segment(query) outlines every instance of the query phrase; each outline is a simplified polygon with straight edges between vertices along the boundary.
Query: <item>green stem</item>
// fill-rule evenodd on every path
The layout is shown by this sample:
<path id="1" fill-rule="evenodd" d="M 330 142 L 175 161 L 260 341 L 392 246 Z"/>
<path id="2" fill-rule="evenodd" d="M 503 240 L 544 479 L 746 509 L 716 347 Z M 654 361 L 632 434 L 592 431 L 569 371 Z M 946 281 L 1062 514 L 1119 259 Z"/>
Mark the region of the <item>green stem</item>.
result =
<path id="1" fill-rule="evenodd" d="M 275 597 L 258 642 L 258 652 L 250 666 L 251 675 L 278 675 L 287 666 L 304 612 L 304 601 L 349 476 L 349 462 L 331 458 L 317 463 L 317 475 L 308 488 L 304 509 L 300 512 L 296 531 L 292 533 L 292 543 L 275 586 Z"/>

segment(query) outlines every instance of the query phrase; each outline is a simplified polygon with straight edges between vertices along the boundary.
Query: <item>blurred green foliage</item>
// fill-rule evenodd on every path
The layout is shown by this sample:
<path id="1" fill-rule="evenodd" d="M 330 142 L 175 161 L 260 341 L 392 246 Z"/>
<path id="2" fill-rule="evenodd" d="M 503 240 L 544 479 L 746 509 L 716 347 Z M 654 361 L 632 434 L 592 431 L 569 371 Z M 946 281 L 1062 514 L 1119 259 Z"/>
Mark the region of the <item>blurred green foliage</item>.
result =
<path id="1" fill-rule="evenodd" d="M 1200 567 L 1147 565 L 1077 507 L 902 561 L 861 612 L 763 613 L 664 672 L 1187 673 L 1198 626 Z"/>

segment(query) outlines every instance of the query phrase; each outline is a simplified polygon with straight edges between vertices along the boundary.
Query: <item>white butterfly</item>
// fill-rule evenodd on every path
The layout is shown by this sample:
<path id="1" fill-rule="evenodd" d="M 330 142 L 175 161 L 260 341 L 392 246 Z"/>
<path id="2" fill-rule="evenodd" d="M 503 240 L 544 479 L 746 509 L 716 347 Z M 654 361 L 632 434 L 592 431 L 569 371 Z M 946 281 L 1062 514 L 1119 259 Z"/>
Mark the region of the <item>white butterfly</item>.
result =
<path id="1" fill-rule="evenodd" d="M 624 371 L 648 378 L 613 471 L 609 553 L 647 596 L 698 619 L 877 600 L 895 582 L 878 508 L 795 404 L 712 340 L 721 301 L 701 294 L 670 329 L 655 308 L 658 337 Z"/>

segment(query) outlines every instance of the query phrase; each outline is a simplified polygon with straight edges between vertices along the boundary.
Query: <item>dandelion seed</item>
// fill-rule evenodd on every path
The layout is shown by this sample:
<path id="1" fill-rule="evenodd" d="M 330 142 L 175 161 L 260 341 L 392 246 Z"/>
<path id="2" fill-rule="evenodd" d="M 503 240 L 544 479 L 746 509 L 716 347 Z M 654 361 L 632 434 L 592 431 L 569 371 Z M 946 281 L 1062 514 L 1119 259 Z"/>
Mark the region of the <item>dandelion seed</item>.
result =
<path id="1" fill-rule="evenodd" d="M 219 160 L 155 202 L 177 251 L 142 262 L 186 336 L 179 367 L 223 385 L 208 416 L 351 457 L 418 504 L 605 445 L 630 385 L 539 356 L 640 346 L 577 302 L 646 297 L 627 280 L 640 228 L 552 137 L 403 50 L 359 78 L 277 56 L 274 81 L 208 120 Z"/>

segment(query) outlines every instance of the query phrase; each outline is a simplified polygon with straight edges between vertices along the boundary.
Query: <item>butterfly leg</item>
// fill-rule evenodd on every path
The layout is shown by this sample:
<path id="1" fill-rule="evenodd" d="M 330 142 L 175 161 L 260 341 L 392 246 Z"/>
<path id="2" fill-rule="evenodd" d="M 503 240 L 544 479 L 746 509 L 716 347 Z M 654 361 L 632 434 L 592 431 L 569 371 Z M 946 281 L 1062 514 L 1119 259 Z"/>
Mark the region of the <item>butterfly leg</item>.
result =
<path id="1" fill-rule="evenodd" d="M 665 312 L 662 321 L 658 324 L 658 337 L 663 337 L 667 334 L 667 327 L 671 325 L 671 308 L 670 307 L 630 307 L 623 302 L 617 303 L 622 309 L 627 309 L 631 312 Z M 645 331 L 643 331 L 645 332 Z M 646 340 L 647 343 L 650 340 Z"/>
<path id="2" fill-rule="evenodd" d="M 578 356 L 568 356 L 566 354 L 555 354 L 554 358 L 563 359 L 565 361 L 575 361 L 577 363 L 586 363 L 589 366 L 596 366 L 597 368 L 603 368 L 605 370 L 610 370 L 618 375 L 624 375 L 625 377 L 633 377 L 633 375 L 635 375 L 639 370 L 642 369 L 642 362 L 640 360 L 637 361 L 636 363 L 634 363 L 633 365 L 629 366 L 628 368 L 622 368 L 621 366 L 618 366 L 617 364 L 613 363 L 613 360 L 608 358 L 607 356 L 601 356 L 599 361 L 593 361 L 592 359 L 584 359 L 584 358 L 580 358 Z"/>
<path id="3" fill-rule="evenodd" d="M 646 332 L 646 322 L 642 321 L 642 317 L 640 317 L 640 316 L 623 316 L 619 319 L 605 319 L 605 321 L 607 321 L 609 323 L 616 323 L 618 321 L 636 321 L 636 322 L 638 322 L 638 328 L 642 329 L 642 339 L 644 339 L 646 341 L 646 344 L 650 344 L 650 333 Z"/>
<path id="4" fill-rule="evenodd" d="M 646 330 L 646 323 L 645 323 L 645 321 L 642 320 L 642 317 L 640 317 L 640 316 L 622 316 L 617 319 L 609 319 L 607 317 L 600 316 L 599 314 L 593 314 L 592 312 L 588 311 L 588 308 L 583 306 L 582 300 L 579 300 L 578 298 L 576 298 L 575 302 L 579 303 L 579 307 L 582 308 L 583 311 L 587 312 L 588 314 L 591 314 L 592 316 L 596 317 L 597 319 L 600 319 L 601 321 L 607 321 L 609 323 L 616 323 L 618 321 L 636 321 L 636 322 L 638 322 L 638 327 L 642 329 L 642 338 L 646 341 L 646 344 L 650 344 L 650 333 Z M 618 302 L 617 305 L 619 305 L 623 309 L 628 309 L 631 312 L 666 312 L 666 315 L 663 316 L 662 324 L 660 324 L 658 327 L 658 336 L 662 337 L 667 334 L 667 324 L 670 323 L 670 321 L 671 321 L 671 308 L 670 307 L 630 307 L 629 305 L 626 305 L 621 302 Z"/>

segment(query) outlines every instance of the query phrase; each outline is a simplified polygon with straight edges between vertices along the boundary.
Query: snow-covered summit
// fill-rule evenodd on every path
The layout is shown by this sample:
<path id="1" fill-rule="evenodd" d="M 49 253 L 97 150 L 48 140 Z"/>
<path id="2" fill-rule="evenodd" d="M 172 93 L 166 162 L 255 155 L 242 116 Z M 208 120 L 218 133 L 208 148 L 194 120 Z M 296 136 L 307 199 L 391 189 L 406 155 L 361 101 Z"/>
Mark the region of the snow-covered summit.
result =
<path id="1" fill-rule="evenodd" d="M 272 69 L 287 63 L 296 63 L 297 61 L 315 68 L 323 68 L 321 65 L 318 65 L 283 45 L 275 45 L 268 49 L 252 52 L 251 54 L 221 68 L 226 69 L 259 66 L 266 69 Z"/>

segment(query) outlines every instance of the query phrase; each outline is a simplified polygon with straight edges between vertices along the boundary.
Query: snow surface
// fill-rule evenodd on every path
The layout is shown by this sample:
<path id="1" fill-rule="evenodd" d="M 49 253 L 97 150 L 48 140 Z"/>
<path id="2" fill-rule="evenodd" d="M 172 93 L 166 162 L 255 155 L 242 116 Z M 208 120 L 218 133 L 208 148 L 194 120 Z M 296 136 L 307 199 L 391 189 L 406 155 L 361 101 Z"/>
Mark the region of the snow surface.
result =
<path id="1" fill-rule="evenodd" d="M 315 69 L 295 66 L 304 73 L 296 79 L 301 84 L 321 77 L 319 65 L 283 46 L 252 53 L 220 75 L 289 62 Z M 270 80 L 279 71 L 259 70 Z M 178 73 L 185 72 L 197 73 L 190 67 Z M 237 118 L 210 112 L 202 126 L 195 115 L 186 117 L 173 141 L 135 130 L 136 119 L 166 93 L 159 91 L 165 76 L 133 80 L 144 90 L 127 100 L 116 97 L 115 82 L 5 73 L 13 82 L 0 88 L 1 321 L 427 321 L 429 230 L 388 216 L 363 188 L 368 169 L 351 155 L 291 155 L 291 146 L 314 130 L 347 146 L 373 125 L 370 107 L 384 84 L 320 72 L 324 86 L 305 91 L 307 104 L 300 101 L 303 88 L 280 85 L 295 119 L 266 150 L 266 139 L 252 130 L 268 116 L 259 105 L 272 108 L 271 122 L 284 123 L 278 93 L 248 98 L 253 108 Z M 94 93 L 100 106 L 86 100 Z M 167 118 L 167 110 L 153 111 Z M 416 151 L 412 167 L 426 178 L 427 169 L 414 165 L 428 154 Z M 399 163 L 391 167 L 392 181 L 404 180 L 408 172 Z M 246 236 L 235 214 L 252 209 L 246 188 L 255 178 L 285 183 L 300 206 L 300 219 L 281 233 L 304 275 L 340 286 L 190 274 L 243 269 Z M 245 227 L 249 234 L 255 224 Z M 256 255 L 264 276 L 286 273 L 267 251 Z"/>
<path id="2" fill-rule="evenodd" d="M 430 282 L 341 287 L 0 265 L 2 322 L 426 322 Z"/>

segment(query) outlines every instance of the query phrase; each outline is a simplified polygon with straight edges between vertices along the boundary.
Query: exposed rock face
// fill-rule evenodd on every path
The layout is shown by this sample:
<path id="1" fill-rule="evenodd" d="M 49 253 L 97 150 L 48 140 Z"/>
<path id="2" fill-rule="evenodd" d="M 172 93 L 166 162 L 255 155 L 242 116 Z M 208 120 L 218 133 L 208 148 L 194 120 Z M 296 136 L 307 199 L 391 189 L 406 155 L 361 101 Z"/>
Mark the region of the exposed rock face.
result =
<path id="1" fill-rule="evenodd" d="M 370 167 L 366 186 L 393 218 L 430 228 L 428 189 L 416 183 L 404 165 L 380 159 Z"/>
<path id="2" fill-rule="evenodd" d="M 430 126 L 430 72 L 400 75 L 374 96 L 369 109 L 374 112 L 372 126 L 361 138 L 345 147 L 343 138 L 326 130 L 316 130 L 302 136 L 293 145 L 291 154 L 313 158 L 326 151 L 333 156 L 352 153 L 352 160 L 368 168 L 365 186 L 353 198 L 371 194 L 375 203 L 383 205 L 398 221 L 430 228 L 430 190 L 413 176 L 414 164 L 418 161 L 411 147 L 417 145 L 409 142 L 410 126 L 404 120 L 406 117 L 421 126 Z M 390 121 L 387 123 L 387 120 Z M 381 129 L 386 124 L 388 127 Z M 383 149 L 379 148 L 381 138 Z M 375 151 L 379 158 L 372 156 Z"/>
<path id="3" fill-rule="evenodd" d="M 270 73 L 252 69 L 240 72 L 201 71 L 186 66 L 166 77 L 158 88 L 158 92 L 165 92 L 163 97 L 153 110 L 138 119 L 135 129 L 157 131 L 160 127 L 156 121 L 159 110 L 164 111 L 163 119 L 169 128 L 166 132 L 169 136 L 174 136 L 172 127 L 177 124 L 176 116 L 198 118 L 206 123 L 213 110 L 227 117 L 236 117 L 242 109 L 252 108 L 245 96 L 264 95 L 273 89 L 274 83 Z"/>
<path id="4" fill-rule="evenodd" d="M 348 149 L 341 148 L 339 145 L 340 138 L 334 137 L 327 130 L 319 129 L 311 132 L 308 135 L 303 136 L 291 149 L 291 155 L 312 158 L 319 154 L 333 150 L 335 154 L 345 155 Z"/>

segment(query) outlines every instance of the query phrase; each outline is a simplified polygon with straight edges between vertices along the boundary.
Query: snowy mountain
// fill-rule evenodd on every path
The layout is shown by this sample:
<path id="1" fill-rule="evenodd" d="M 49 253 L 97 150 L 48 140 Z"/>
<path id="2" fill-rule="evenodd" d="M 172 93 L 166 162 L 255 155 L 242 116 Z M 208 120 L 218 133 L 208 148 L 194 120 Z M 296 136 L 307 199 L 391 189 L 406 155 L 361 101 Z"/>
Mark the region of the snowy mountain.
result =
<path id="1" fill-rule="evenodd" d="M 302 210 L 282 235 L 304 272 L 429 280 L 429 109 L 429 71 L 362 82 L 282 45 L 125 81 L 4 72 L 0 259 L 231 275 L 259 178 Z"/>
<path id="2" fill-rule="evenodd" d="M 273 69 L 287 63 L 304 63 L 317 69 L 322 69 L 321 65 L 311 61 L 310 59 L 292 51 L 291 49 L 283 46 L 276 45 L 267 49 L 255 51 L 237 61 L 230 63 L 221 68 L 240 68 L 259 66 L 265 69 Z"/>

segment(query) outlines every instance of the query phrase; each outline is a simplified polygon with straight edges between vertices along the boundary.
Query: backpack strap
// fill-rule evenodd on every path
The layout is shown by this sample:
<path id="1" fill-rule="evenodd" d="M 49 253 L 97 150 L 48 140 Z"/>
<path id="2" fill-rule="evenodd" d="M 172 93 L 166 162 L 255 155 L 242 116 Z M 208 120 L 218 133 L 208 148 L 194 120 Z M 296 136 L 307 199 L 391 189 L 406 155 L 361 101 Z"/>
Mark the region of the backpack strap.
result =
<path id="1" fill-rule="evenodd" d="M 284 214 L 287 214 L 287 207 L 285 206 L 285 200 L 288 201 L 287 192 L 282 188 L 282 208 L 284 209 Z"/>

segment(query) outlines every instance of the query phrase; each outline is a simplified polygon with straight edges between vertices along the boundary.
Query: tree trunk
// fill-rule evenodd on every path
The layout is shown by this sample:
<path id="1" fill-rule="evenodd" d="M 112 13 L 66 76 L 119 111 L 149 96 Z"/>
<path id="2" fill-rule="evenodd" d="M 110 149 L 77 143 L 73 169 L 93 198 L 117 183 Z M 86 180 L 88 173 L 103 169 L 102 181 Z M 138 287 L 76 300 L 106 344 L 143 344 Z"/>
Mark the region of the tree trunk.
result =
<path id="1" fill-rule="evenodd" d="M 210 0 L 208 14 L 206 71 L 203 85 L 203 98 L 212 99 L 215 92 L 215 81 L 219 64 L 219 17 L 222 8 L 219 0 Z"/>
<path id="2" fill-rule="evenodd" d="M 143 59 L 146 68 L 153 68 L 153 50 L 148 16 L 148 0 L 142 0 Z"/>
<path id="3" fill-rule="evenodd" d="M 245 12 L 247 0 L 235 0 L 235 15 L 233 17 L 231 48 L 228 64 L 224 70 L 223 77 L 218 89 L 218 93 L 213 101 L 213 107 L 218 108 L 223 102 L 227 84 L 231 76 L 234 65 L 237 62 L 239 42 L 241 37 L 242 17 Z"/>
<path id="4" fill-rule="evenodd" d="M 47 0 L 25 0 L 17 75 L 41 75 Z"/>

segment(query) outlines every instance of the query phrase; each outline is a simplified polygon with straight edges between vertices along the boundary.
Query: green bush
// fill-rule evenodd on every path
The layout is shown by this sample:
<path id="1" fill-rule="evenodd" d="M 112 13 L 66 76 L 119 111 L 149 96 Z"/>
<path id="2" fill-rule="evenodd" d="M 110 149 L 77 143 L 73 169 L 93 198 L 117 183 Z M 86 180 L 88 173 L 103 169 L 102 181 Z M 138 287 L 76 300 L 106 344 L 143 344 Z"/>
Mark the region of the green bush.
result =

What to work on - Everything from the first line of the listing above through the line holding "Mark the region of the <item>green" must be retyped exactly; nothing else belongs in the reply.

Answer to the exercise -
segment(query) outlines every instance of the query phrase; each outline is a simplified polygon with straight edges between vertices along the boundary.
Query: <item>green stem</item>
// fill-rule evenodd on every path
The layout is shown by this sample:
<path id="1" fill-rule="evenodd" d="M 330 142 L 175 161 L 260 341 L 392 246 Z"/>
<path id="2" fill-rule="evenodd" d="M 503 240 L 544 479 L 746 509 L 716 347 Z M 654 361 L 632 434 L 592 431 L 569 371 Z M 946 281 L 1062 514 L 1119 259 Z"/>
Mark the region of the <item>green stem</item>.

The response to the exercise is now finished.